_任务说明_
收集材料中所有包含字符串“positive”的行，逐行照抄。

已存储的条目
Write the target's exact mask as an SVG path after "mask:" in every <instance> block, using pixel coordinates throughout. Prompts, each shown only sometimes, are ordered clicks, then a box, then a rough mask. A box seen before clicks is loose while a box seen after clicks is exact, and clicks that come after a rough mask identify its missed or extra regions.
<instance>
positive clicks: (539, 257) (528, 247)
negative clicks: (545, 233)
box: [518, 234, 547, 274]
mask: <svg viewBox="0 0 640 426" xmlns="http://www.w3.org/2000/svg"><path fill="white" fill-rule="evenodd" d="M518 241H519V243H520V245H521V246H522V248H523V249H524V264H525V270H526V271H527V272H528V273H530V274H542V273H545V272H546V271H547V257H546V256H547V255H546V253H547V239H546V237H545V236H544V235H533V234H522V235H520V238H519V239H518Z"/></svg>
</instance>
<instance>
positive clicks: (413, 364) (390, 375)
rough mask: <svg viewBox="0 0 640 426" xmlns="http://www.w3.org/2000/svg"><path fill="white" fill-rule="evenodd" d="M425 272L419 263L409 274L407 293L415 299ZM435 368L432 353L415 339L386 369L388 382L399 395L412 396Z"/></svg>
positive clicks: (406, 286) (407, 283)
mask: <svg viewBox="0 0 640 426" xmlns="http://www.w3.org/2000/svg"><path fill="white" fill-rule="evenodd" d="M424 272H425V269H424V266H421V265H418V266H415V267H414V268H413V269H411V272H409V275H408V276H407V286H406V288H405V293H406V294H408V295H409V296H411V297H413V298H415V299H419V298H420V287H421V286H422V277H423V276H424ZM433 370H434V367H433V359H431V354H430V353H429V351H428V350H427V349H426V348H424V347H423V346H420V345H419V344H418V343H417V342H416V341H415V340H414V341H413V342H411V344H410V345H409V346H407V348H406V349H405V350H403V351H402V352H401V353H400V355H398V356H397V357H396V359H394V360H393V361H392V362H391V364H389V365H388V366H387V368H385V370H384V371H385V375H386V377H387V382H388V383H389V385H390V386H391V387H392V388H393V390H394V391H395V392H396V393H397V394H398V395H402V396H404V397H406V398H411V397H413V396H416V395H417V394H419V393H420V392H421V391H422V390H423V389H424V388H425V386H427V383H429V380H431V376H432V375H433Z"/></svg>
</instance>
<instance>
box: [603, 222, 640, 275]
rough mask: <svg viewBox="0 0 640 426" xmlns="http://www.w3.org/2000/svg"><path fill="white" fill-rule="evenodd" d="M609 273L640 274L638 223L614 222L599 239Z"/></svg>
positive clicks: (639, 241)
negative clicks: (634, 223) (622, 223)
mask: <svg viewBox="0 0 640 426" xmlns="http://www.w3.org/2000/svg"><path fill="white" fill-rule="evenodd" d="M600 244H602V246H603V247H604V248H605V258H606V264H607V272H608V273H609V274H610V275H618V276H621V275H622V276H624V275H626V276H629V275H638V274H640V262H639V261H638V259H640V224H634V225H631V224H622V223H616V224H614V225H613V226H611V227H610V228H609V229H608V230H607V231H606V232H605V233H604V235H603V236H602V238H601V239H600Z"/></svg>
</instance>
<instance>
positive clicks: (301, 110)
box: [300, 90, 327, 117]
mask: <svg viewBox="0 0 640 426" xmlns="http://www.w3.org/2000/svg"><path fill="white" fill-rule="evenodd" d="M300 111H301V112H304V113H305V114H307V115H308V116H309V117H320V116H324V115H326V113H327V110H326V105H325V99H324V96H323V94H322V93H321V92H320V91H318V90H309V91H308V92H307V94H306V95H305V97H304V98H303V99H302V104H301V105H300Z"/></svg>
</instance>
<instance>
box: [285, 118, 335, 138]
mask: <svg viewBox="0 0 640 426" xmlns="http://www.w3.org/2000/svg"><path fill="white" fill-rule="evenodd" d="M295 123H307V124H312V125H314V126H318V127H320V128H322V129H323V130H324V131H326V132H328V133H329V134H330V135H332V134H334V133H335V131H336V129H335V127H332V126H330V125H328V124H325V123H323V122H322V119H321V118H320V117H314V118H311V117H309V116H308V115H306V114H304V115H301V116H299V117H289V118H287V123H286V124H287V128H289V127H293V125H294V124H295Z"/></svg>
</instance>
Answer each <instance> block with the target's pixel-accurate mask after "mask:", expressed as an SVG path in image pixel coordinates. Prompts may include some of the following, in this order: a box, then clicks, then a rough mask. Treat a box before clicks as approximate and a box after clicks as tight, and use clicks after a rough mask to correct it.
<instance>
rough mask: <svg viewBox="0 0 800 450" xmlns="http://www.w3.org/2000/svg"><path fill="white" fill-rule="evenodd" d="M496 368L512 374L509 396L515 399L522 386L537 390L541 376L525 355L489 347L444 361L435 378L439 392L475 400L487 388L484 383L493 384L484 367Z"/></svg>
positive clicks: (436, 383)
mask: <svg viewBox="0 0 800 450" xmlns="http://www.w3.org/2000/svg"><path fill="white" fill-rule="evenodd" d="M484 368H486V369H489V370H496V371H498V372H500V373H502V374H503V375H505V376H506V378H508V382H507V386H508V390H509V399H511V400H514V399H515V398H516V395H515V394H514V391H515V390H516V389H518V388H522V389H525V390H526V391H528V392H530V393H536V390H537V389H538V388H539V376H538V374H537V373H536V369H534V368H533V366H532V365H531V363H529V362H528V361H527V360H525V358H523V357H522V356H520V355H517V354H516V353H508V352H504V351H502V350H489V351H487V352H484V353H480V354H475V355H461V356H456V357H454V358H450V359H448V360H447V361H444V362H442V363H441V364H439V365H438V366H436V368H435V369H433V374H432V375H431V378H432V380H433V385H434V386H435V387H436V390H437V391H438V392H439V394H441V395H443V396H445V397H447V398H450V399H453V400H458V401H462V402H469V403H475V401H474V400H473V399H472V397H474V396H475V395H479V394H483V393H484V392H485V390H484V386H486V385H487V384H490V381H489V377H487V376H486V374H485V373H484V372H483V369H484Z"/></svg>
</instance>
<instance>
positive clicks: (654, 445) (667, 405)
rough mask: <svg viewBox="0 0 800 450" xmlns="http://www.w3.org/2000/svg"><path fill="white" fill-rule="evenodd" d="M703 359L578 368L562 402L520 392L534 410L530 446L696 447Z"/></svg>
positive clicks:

_输出结果_
positive clicks: (539, 257) (528, 247)
positive clicks: (413, 364) (390, 375)
positive clicks: (406, 286) (407, 283)
positive clicks: (639, 241)
positive clicks: (301, 110)
positive clicks: (436, 383)
positive clicks: (654, 445) (667, 405)
positive clicks:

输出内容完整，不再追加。